*DESCRIPTION OF THE TASK*
Could you give everything from the line containing "Q: What bounding box encloses the black" down to the end of the material again, substituting "cat" for "dog" and leaving the rest unchanged?

*Items from a labeling collection*
================

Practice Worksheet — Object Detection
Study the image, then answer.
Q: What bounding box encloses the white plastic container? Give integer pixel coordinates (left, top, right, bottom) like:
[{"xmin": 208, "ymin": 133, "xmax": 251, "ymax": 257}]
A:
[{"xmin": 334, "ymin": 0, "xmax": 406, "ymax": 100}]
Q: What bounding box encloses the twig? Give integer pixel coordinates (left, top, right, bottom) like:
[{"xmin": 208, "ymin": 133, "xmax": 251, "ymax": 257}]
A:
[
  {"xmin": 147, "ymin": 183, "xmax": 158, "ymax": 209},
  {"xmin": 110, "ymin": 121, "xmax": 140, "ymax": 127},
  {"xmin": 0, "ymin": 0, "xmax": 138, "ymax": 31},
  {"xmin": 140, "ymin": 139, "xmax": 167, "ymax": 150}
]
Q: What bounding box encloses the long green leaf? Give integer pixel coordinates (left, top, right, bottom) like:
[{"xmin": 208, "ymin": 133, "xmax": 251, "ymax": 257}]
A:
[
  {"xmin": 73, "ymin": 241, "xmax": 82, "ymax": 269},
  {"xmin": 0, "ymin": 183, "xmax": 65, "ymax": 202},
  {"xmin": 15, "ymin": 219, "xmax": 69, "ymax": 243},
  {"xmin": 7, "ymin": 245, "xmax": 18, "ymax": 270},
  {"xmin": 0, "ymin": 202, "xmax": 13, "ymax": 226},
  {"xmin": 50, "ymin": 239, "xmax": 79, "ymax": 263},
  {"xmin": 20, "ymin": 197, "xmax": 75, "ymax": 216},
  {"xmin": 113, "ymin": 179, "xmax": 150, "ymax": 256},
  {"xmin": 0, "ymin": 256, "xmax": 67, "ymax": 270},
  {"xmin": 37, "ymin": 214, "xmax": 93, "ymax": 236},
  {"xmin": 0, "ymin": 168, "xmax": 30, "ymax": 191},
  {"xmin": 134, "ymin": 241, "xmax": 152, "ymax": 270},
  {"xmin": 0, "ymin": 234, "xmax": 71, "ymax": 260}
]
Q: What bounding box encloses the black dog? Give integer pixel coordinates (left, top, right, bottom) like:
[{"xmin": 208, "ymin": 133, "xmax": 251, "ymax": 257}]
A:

================

*TASK OUTPUT*
Q: What bounding box encloses the black cat? Give integer pixel coordinates (left, top, right, bottom) like:
[{"xmin": 208, "ymin": 133, "xmax": 251, "ymax": 257}]
A:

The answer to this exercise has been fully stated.